Dataset excerpts on object pointing

----

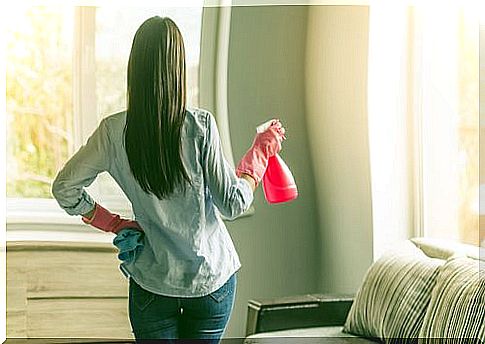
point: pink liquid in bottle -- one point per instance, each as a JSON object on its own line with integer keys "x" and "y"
{"x": 278, "y": 183}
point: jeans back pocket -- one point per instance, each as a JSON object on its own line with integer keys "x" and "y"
{"x": 140, "y": 297}
{"x": 228, "y": 288}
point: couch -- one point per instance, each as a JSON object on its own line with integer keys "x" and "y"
{"x": 423, "y": 291}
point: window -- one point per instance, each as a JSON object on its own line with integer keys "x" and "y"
{"x": 423, "y": 123}
{"x": 39, "y": 98}
{"x": 66, "y": 70}
{"x": 450, "y": 124}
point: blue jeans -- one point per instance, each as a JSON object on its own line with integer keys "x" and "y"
{"x": 154, "y": 316}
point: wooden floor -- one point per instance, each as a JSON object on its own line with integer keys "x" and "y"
{"x": 65, "y": 289}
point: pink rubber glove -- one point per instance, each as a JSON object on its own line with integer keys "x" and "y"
{"x": 265, "y": 145}
{"x": 108, "y": 222}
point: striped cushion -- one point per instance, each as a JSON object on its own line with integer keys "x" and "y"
{"x": 392, "y": 300}
{"x": 457, "y": 308}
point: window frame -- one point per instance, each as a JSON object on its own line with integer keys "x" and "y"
{"x": 36, "y": 214}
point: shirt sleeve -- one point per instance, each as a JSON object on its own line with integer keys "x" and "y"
{"x": 231, "y": 195}
{"x": 80, "y": 171}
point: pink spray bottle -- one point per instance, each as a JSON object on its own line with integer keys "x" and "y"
{"x": 278, "y": 183}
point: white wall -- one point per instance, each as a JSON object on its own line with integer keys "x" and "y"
{"x": 336, "y": 100}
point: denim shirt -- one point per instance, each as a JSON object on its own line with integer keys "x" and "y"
{"x": 187, "y": 250}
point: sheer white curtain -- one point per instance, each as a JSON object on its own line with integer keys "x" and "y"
{"x": 423, "y": 123}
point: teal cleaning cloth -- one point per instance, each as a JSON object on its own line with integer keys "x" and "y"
{"x": 129, "y": 242}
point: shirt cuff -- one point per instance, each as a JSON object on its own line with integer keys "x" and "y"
{"x": 246, "y": 191}
{"x": 85, "y": 205}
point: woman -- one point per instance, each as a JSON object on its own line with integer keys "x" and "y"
{"x": 169, "y": 162}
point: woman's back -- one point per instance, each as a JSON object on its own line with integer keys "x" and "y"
{"x": 188, "y": 249}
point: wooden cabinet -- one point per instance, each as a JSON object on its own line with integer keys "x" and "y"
{"x": 66, "y": 289}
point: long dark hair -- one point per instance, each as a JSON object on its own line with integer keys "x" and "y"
{"x": 156, "y": 107}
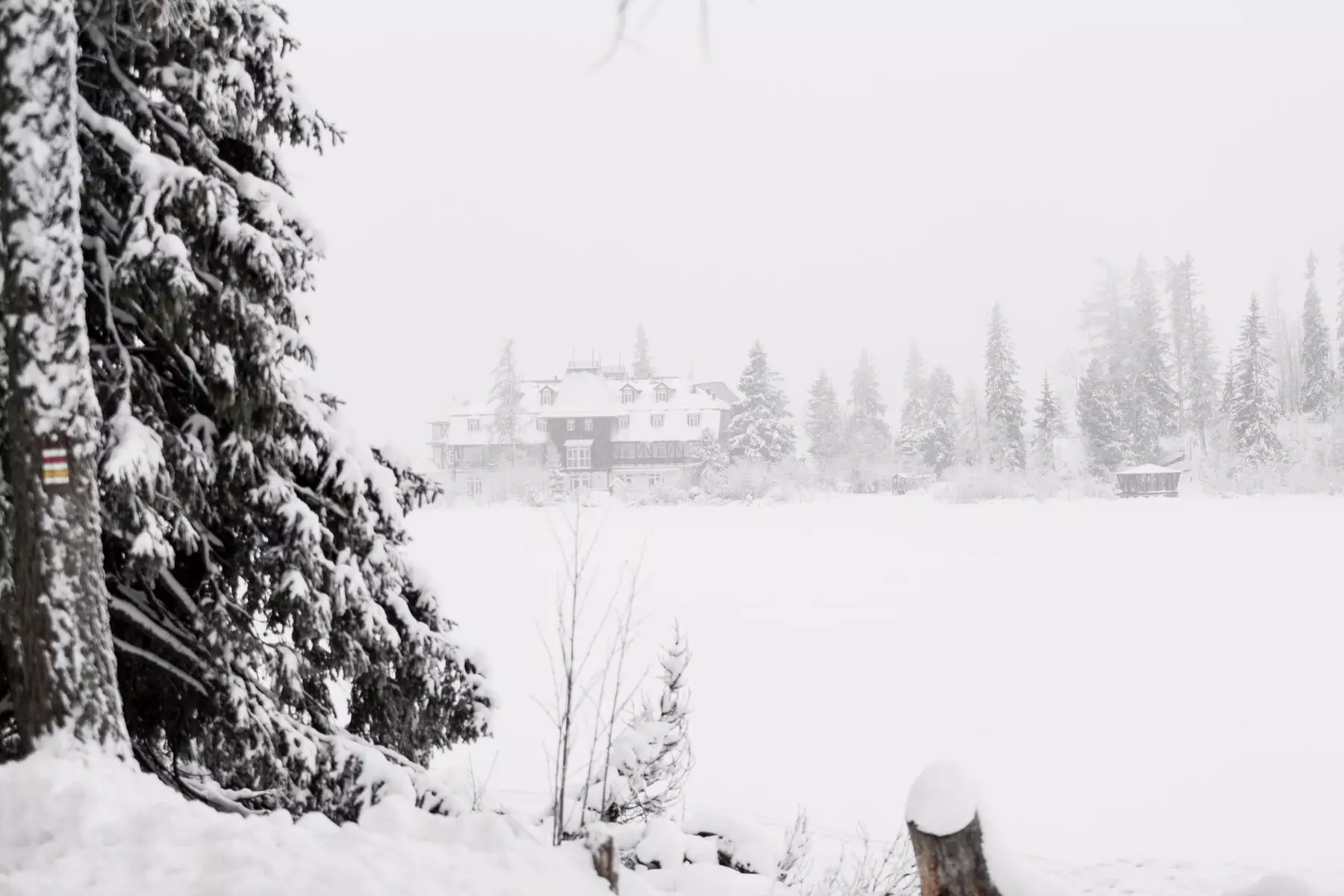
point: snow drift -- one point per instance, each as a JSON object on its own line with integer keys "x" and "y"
{"x": 78, "y": 822}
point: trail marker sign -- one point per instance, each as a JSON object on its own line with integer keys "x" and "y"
{"x": 55, "y": 467}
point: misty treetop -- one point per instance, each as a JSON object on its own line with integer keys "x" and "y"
{"x": 759, "y": 430}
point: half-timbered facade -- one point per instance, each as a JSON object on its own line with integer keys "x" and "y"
{"x": 594, "y": 423}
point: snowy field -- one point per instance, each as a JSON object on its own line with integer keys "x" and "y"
{"x": 1132, "y": 682}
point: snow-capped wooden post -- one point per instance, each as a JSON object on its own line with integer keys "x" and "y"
{"x": 944, "y": 821}
{"x": 604, "y": 859}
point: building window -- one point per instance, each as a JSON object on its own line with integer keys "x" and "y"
{"x": 578, "y": 457}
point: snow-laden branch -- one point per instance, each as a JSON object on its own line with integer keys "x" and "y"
{"x": 141, "y": 620}
{"x": 159, "y": 662}
{"x": 272, "y": 202}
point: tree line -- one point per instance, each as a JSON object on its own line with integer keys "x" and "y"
{"x": 1152, "y": 374}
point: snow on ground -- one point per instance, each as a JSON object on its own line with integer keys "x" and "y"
{"x": 73, "y": 824}
{"x": 1137, "y": 685}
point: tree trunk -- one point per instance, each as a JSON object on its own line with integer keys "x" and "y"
{"x": 60, "y": 653}
{"x": 952, "y": 865}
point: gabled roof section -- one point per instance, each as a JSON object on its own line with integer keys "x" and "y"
{"x": 719, "y": 391}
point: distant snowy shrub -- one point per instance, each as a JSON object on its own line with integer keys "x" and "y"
{"x": 870, "y": 869}
{"x": 974, "y": 487}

----

● WHAT IS ASKED
Set down, without alteration, the lines of the data from the line containing "point: gabled roof" up to and including the final line of the data.

● FINAL RESULT
point: gabled roof section -- one point per instance, each as a JSON object on its own line with integer keys "x" and "y"
{"x": 719, "y": 391}
point: distant snowy shrub -- one point per instance, each as a JSON object on its own line with integer keys "x" and "y"
{"x": 870, "y": 869}
{"x": 974, "y": 487}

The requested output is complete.